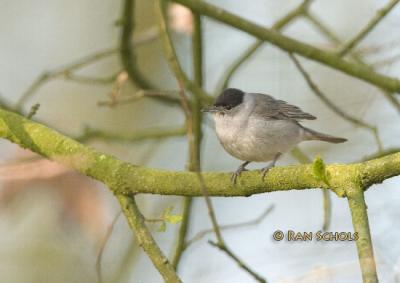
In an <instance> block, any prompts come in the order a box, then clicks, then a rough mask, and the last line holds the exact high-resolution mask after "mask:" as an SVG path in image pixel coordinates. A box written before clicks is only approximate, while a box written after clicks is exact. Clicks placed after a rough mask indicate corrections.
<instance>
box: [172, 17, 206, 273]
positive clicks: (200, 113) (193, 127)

--------------------------------

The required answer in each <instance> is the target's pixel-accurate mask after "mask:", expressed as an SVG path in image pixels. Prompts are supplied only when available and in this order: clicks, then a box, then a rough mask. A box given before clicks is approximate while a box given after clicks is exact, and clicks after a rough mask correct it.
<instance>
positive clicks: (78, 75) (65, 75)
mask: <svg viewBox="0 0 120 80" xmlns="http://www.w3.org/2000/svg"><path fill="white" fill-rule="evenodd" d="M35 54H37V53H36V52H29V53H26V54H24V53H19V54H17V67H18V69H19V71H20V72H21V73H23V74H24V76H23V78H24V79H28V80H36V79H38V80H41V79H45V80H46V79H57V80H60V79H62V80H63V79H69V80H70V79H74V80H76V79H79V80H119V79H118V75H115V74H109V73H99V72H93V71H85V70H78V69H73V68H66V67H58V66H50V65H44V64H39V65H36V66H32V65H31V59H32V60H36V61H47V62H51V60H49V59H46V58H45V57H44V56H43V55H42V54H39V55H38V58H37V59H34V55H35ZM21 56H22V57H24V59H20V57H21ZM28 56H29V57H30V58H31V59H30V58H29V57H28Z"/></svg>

--------------------------------

What you need to do
Rewrite everything in the records from the line containing "In an <instance>" down to the line containing "positive clicks: (200, 113) (193, 127)", both included, as a numbered list without blank lines.

Reply to the exercise
1. In an <instance> block, any prompts come in the order a box, then clicks, then a rough mask, and the last line holds the exact high-resolution mask after "mask:" as an SVG path in image pixel coordinates. A box written before clicks is only approximate, while a box written after clicks is exact. Clicks placed after a rough mask indicate corrections.
2. <instance>
3. box: [172, 17, 206, 273]
4. positive clicks: (200, 113) (193, 127)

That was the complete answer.